### Exercise description
From the line with "Target: stair landing" through the line with "wooden post, each", repeat the entries verbatim, both end lines included, and add nothing.

=== Begin Enclosure ===

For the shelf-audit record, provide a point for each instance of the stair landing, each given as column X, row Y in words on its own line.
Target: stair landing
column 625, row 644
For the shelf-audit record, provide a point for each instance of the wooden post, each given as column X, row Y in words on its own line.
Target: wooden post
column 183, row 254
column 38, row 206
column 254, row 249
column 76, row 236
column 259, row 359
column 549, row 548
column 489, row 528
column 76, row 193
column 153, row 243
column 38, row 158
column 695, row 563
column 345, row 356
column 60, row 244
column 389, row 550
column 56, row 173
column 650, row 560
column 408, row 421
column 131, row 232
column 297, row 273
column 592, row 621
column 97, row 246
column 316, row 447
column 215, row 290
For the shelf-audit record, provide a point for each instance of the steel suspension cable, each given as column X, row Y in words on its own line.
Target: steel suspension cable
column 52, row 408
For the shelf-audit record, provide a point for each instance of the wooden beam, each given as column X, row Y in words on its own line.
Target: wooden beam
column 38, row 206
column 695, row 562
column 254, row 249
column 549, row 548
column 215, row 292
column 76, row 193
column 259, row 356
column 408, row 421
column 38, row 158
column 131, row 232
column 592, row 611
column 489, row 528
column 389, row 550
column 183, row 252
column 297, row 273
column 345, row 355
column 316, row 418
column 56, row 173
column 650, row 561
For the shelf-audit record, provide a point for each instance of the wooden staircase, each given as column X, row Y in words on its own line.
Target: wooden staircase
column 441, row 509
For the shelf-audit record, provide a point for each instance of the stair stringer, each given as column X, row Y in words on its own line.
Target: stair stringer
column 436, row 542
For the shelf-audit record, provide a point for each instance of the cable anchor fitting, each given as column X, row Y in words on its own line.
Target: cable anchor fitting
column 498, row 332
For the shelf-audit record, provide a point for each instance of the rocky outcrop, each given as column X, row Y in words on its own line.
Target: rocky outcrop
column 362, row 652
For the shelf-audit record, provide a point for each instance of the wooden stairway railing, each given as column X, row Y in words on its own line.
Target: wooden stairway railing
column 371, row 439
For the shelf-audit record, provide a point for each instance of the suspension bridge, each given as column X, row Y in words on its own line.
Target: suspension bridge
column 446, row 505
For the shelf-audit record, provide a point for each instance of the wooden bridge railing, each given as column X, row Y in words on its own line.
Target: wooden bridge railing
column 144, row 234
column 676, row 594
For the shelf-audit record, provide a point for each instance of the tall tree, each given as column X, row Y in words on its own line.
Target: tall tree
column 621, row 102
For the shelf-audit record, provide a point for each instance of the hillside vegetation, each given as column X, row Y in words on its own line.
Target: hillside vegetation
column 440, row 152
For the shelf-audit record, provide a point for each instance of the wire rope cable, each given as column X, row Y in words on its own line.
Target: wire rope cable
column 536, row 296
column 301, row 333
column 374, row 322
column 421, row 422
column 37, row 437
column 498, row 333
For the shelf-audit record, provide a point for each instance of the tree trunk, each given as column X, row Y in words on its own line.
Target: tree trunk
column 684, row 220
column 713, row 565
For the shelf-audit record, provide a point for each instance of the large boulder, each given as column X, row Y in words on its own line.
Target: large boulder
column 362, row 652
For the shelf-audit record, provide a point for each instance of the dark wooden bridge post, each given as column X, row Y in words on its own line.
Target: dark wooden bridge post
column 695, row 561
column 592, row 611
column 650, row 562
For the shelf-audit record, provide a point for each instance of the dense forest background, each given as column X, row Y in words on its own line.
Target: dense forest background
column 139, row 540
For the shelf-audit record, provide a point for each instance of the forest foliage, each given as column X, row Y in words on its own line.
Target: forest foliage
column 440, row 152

=== End Enclosure ===

### Answer space
Target: stair landing
column 625, row 644
For the shelf-audit record, provide a point for each instance of the wooden post, each given as column X, row Y in words on its own line.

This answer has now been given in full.